▸ **EXERCISE BRIEF**
Copy down each of the lines below word for word.

[Excerpts from segmentation records]
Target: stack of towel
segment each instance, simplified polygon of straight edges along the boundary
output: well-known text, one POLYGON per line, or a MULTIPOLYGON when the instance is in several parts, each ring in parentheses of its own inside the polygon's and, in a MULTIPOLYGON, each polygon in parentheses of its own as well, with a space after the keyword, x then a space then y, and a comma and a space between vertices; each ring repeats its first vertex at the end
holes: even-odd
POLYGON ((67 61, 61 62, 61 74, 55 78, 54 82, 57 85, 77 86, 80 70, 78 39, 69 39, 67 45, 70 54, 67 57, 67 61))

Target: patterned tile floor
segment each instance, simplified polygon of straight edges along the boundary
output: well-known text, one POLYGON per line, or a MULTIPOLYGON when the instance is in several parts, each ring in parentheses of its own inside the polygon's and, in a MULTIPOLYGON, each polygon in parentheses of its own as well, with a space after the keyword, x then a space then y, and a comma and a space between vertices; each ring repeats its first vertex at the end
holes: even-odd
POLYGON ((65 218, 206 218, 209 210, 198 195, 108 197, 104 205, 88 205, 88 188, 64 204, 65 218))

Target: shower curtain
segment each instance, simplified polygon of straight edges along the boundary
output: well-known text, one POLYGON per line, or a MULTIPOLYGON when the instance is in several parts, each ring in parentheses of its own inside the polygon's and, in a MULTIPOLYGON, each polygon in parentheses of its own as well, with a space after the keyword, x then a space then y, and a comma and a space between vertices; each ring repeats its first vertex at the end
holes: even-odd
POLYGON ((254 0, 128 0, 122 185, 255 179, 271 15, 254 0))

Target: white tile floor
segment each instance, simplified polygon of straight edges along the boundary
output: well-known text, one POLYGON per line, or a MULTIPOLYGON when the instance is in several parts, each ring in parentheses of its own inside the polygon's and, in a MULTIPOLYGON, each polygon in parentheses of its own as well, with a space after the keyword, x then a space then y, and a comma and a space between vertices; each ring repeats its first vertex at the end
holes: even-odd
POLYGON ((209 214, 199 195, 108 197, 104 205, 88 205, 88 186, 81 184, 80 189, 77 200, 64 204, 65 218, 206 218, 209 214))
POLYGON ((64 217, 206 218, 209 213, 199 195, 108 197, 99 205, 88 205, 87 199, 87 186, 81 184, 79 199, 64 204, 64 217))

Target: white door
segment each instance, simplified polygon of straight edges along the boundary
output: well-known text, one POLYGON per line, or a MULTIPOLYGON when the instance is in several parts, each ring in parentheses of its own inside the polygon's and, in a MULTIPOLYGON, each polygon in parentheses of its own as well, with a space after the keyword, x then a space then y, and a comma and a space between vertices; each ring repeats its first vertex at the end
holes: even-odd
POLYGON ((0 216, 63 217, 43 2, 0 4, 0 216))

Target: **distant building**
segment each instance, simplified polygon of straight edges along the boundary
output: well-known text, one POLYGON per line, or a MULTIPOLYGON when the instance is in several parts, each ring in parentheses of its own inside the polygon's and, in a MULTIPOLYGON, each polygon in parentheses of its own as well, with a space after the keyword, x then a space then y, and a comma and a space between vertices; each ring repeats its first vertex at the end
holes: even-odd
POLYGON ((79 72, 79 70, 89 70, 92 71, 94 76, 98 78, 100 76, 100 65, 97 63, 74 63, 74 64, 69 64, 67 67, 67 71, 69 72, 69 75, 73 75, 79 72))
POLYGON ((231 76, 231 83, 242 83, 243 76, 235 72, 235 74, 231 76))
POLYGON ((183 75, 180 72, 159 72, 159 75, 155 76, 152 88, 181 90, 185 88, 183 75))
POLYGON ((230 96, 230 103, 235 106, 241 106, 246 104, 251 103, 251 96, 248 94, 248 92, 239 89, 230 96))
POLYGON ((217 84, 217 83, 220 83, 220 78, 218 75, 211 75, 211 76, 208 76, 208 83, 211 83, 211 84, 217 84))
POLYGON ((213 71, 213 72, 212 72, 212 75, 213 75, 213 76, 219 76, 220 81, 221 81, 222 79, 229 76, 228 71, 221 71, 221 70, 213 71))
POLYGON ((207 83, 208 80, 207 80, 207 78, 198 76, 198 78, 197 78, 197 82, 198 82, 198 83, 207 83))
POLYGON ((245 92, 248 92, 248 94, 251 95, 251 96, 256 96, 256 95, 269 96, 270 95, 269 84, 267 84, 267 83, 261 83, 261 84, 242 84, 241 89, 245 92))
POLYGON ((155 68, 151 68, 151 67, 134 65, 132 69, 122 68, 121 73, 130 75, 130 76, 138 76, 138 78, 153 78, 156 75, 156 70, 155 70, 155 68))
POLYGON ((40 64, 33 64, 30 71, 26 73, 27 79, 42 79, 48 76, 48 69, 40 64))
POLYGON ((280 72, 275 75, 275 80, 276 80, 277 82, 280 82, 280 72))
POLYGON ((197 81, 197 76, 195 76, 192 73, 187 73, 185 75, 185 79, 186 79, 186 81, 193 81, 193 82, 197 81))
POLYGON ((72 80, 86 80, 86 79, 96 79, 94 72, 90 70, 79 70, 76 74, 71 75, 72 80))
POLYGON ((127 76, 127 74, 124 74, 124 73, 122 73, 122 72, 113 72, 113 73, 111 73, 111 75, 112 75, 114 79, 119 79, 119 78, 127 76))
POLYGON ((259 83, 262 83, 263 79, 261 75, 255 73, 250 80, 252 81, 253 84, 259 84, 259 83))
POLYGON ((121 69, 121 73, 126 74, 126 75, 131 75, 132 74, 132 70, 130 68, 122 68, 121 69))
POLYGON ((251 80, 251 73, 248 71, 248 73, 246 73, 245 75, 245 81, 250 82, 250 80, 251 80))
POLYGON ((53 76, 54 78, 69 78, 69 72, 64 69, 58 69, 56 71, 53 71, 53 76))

▸ **SOLUTION TO THIS TASK**
Target: stack of towel
segment each instance, simplified polygon of straight edges along the boundary
output: well-known text, one POLYGON per line, or a MULTIPOLYGON when the instance is in several parts, each ring in parentheses of its own inside the polygon's and, in a MULTIPOLYGON, each polygon in parentheses of its own as well, with a space after the keyword, x then a space then y, and a comma and a space between vertices; each ring repeats its first vertex at the end
holes: even-odd
POLYGON ((67 61, 61 62, 61 74, 55 78, 54 82, 57 85, 77 86, 80 70, 78 39, 69 39, 67 45, 70 54, 67 57, 67 61))

Target: patterned tile floor
segment each instance, simplified polygon of straight edges along the boundary
output: well-known text, one POLYGON per line, or a MULTIPOLYGON when the instance is in several parts, each ring in parentheses of its own inside the polygon's and, in a MULTIPOLYGON, each polygon in parentheses of its own as well, with a space after the keyword, x then a space then y, and a comma and a space between vertices; each ring repeats its first vertex at the end
holes: even-odd
POLYGON ((65 218, 206 218, 209 210, 198 195, 108 197, 104 205, 88 205, 88 188, 64 204, 65 218))

Target: shower curtain
segment each instance, simplified polygon of straight edges along the boundary
output: well-known text, one POLYGON per line, or a MULTIPOLYGON when the instance is in several parts, each ring in parentheses of its own inside the polygon's and, in a MULTIPOLYGON, each polygon in parentheses of its own as well, with a space after the keyword, x then a space then y, and a comma and a space between vertices; each ring repeats its first vertex at the end
holes: even-odd
POLYGON ((254 0, 128 0, 122 185, 255 179, 271 15, 254 0))

Target: white tile floor
segment each instance, simplified polygon of straight edges along the boundary
output: well-known text, one POLYGON per line, or a MULTIPOLYGON when the instance is in several parts, each ring in parentheses of its own inside the polygon's and, in a MULTIPOLYGON, each polygon in parentheses of its own as well, with a space after the keyword, x then a space then y, and a comma and a space between vertices; each ring repeats its first vertex at the end
holes: even-odd
POLYGON ((209 214, 199 195, 108 197, 104 205, 88 205, 88 186, 81 184, 80 189, 77 200, 64 204, 65 218, 206 218, 209 214))
POLYGON ((64 217, 206 218, 209 213, 199 195, 108 197, 99 205, 88 205, 87 199, 87 186, 81 184, 79 199, 64 204, 64 217))

Target: white door
segment each instance, simplified polygon of straight edges along the boundary
output: well-known text, one POLYGON per line, or a MULTIPOLYGON when the instance is in several parts, each ring in parentheses of its own inside the polygon's and, in a MULTIPOLYGON, each polygon in parentheses of its own as well, with a space after the keyword, x then a space then y, and a comma and a space between vertices; each ring repeats its first vertex at the end
holes: even-odd
POLYGON ((0 216, 63 217, 43 2, 0 4, 0 216))

Target: **distant building**
segment each instance, simplified polygon of straight edges along the boundary
output: well-known text, one POLYGON per line, or a MULTIPOLYGON when the instance is in several parts, each ring in parentheses of its own inside the polygon's and, in a MULTIPOLYGON, each polygon in parentheses of its own as well, with a space after the keyword, x then a space then y, and a comma and a space between vertices; each ring repeats its first vertex at the end
holes: even-odd
POLYGON ((79 72, 79 70, 89 70, 92 71, 94 76, 98 78, 100 76, 100 65, 97 63, 74 63, 74 64, 69 64, 67 67, 67 71, 69 72, 69 75, 73 75, 79 72))
POLYGON ((231 76, 231 83, 242 83, 243 76, 235 72, 235 74, 231 76))
POLYGON ((183 75, 180 72, 159 72, 159 75, 155 76, 152 88, 181 90, 185 88, 183 75))
POLYGON ((230 96, 230 103, 235 106, 241 106, 246 104, 251 103, 251 96, 248 94, 248 92, 239 89, 230 96))
POLYGON ((217 84, 217 83, 220 83, 220 78, 218 75, 211 75, 211 76, 208 76, 208 83, 211 83, 211 84, 217 84))
POLYGON ((213 71, 213 72, 212 72, 212 75, 213 75, 213 76, 219 76, 220 81, 221 81, 222 79, 229 76, 228 71, 221 71, 221 70, 213 71))
POLYGON ((207 83, 208 80, 207 80, 207 78, 198 76, 198 78, 197 78, 197 82, 198 82, 198 83, 207 83))
POLYGON ((245 92, 248 92, 248 94, 251 95, 251 96, 256 96, 256 95, 269 96, 270 95, 269 84, 267 84, 267 83, 261 83, 261 84, 242 84, 241 89, 245 92))
POLYGON ((155 68, 151 68, 151 67, 134 65, 132 69, 122 68, 121 73, 130 75, 130 76, 138 76, 138 78, 153 78, 156 75, 156 70, 155 70, 155 68))
POLYGON ((40 64, 33 64, 30 71, 26 73, 27 79, 42 79, 48 76, 48 69, 40 64))
POLYGON ((280 72, 275 75, 275 80, 276 80, 277 82, 280 82, 280 72))
POLYGON ((197 81, 197 76, 195 76, 192 73, 187 73, 185 75, 185 79, 186 79, 186 81, 193 81, 193 82, 197 81))
POLYGON ((72 80, 86 80, 86 79, 96 79, 94 72, 90 70, 79 70, 76 74, 71 75, 72 80))
POLYGON ((127 76, 127 74, 124 74, 124 73, 122 73, 122 72, 113 72, 113 73, 111 73, 111 75, 112 75, 114 79, 119 79, 119 78, 127 76))
POLYGON ((259 83, 262 83, 263 79, 261 75, 255 73, 250 80, 252 81, 253 84, 259 84, 259 83))
POLYGON ((121 69, 121 73, 126 74, 126 75, 131 75, 132 74, 132 70, 130 68, 122 68, 121 69))
POLYGON ((251 80, 251 73, 248 71, 248 73, 246 73, 245 75, 245 81, 250 82, 250 80, 251 80))
POLYGON ((53 76, 54 78, 69 78, 69 72, 64 69, 58 69, 56 71, 53 71, 53 76))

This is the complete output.